- _Consegna_: Nel brano sui dottori di ricerca, che cosa viene indicato come radice del problema? Rispondi in una o due frasi.

- _Brano estratto_:
= = =

Home 2012 10 Gennaio
10 Gennaio
RICERCATORI. CAPACI DI FORMARNE DEI BRAVI MA NON INCAPACI DI TRATTENERLI PDF Stampa E-mail
Circa il 7% dei nostri dottori di ricerca (quasi 1.300 persone) va a lavorare all’estero. La notizia si ricava da un’indagine condotta dall’Istat su un campione di oltre 18 mila giovani che hanno terminato il dottorato nel 2004 e nel 2006. È un dato che ci dice qualcosa di molto serio, cioè che il sistema universitario italiano spende somme non indifferenti per organizzare la formazione di alto livello dei giovani, appunto con i dottorati di ricerca. Ma poi quei giovani, se a volte vanno all'estero per libera scelta, nella maggioranza dei casi vi sono costretti per mettere a frutto la loro preparazione. Una preparazione spesso ottima, tanto da consentire a molti di lavorare presso alcuni dei migliori centri di ricerca del mondo. Si tratta evidentemente di un fenomeno destinato a impoverire enormemente il Paese. Alla radice del problema sta il fatto che, mentre in Italia l'accesso ai corsi di dottorato è complessivamente regolato su base meritocratica, come deve essere, la possibilità di trovare poi una collocazione lavorativa per un dottore di ricerca si scontra spesso con regole non scritte di tutt'altro tipo.
(Fonte: G. Belardelli, Corsera 28-12-2011)

= = =

- _Voci fornite_:
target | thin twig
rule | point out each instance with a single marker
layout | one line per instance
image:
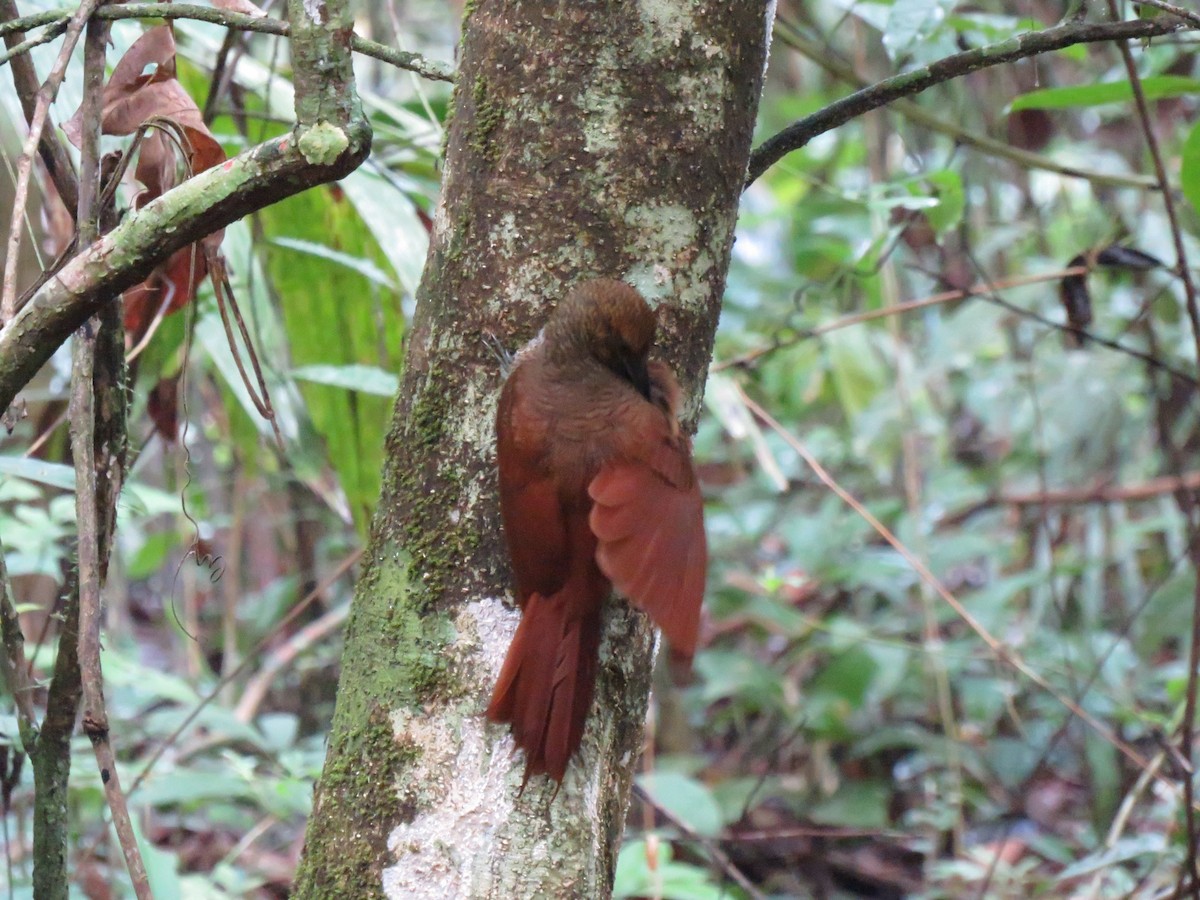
(790, 34)
(857, 318)
(907, 84)
(342, 568)
(12, 657)
(94, 539)
(95, 717)
(718, 856)
(51, 34)
(25, 162)
(1108, 493)
(1003, 653)
(255, 693)
(24, 79)
(1189, 16)
(227, 305)
(415, 63)
(985, 291)
(1187, 737)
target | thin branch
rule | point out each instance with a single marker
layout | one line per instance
(95, 717)
(24, 78)
(1186, 15)
(916, 113)
(906, 84)
(1187, 737)
(1108, 493)
(196, 208)
(18, 49)
(12, 658)
(858, 318)
(282, 657)
(94, 543)
(1002, 652)
(433, 70)
(293, 613)
(25, 162)
(714, 851)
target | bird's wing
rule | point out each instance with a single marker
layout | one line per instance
(534, 520)
(648, 519)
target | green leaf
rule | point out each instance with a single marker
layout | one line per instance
(52, 474)
(857, 371)
(951, 201)
(366, 379)
(336, 316)
(1091, 95)
(363, 267)
(1189, 171)
(685, 798)
(669, 880)
(913, 22)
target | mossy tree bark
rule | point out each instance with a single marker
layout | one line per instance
(588, 138)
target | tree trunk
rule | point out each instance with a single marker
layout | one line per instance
(587, 139)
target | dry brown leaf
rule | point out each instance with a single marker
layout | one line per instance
(144, 91)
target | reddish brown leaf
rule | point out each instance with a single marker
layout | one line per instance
(143, 90)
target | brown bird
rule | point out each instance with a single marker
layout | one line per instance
(597, 489)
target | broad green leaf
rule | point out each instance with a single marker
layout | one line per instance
(857, 371)
(669, 880)
(1189, 171)
(913, 22)
(53, 474)
(951, 201)
(1091, 95)
(685, 798)
(366, 379)
(337, 316)
(363, 267)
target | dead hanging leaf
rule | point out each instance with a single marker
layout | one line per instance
(144, 97)
(1073, 291)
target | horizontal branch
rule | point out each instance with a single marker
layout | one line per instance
(401, 59)
(198, 207)
(906, 84)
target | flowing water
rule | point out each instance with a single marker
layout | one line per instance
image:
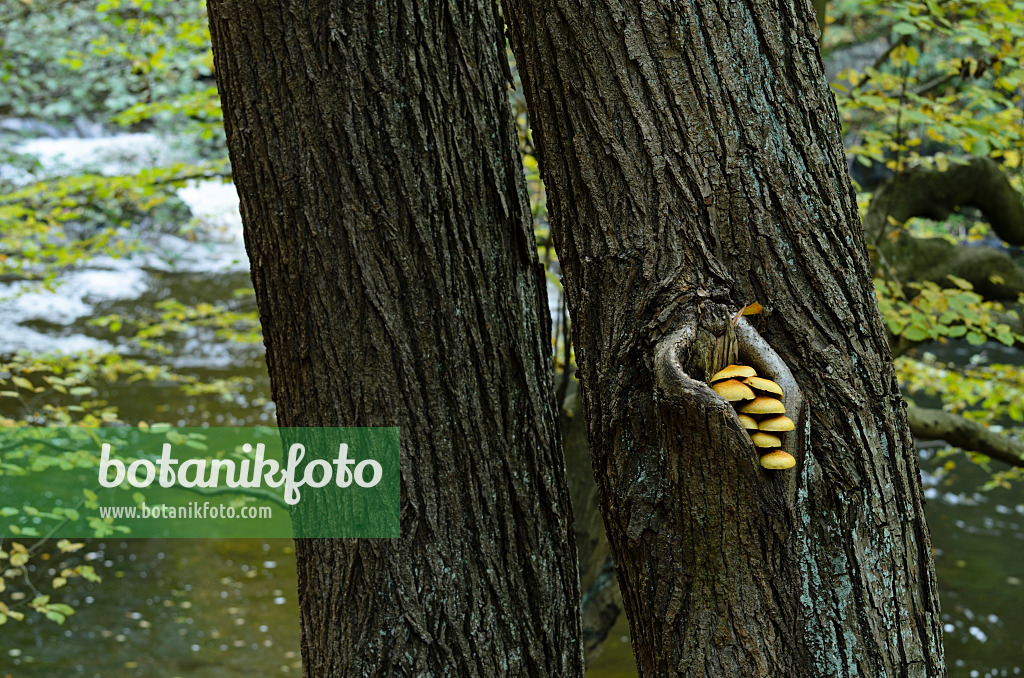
(220, 608)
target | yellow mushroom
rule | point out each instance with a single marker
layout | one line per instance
(765, 439)
(776, 423)
(733, 390)
(763, 405)
(778, 460)
(766, 385)
(749, 422)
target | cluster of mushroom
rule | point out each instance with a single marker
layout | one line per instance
(760, 409)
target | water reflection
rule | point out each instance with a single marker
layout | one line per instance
(208, 608)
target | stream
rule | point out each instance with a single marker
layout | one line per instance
(211, 608)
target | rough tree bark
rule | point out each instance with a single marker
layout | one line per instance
(396, 276)
(693, 163)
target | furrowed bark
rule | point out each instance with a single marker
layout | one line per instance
(692, 162)
(396, 276)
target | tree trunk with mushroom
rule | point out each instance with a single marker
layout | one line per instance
(693, 164)
(396, 276)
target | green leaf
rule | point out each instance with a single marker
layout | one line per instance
(915, 333)
(22, 382)
(961, 283)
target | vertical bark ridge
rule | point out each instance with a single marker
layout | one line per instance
(394, 265)
(693, 163)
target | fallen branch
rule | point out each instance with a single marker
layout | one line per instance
(961, 432)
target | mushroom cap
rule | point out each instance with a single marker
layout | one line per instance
(778, 460)
(733, 390)
(733, 371)
(763, 405)
(749, 422)
(762, 384)
(765, 439)
(777, 423)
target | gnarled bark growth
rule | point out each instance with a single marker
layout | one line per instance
(692, 162)
(934, 195)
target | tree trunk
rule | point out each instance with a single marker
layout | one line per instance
(396, 276)
(692, 161)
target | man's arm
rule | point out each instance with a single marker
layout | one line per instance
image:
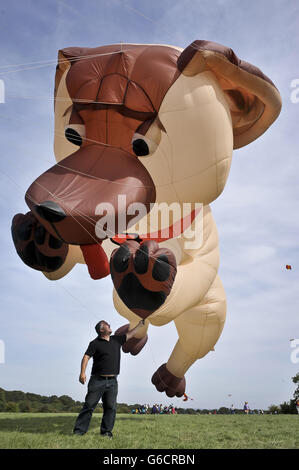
(84, 362)
(132, 332)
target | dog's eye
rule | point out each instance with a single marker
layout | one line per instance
(143, 146)
(75, 133)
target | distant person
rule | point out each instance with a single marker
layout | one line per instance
(105, 351)
(246, 407)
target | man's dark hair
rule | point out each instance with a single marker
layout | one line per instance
(98, 326)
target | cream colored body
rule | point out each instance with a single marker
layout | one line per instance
(193, 141)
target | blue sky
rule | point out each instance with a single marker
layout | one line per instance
(45, 325)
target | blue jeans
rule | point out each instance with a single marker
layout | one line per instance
(98, 387)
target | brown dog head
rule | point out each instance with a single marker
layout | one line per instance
(116, 103)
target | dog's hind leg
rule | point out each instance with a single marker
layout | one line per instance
(199, 329)
(135, 344)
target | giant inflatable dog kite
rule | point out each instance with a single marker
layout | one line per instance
(137, 126)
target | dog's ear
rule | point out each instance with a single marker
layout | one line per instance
(253, 99)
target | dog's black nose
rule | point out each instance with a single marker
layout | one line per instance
(140, 148)
(50, 211)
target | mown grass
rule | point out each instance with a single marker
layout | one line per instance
(54, 431)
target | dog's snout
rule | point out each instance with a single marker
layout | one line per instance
(50, 211)
(140, 148)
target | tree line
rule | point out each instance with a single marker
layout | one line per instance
(17, 401)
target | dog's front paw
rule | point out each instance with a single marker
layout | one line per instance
(143, 275)
(165, 381)
(133, 345)
(35, 246)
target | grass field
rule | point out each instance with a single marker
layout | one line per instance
(54, 431)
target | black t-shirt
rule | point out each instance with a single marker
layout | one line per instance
(106, 354)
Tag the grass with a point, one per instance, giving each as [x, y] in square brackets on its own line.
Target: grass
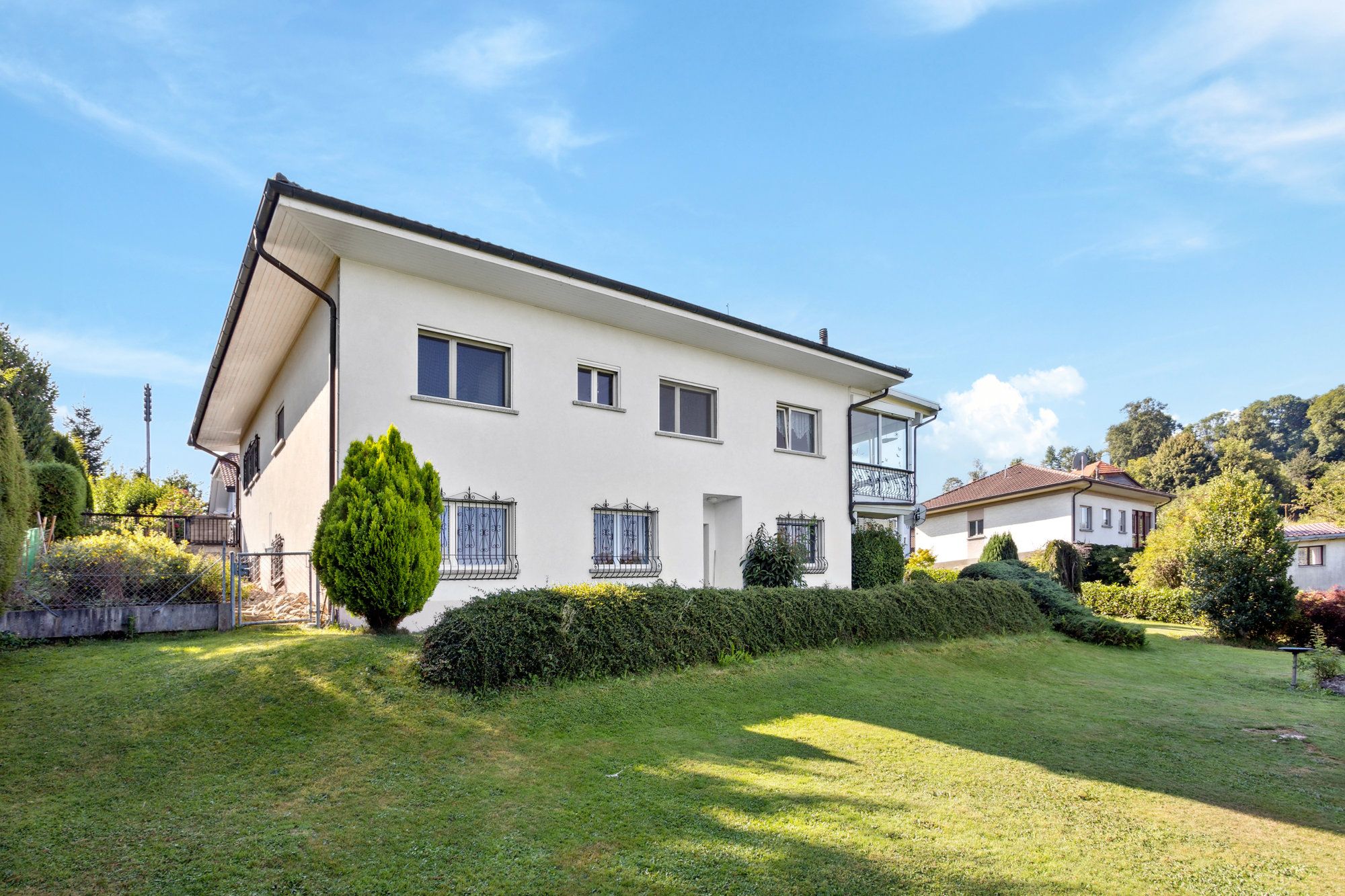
[289, 760]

= = =

- _Compito svolto_: In Italia l'accesso ai corsi di dottorato è regolato nel complesso su base meritocratica. Per un dottore di ricerca, però, la possibilità di trovare poi un lavoro si scontra spesso con regole non scritte di tutt'altro tipo.